**The task**
Copy everything from the line containing "spot the wall mounted mirror." down through the end of the records, swapping "sconce" for "lamp" and keeping all else the same.

**Records to process**
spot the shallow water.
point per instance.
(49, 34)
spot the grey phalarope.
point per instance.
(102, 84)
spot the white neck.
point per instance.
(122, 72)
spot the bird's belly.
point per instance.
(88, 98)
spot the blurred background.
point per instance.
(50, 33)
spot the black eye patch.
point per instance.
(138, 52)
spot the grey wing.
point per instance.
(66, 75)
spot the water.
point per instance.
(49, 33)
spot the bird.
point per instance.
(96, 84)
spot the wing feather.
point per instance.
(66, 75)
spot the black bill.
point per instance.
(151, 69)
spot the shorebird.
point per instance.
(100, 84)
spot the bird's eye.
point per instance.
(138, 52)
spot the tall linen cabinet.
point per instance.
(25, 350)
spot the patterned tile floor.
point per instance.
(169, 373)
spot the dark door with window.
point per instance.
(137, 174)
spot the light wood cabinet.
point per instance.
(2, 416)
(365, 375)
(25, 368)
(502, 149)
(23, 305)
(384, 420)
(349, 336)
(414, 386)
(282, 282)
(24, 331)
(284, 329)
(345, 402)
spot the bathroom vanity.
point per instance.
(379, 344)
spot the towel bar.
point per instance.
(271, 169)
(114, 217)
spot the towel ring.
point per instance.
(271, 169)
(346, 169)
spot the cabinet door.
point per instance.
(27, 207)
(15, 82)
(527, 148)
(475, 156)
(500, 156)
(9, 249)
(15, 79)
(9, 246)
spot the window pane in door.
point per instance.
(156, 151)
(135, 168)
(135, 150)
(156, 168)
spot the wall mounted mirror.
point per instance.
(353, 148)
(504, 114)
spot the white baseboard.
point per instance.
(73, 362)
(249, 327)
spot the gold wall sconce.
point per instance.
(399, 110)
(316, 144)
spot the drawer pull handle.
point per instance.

**Task response**
spot the wall mounted mirror.
point per instance.
(353, 148)
(504, 114)
spot the white baseboard.
point per instance.
(73, 362)
(249, 327)
spot the gold wall lamp.
point per instance.
(399, 110)
(316, 144)
spot the drawer pull handle.
point per instance.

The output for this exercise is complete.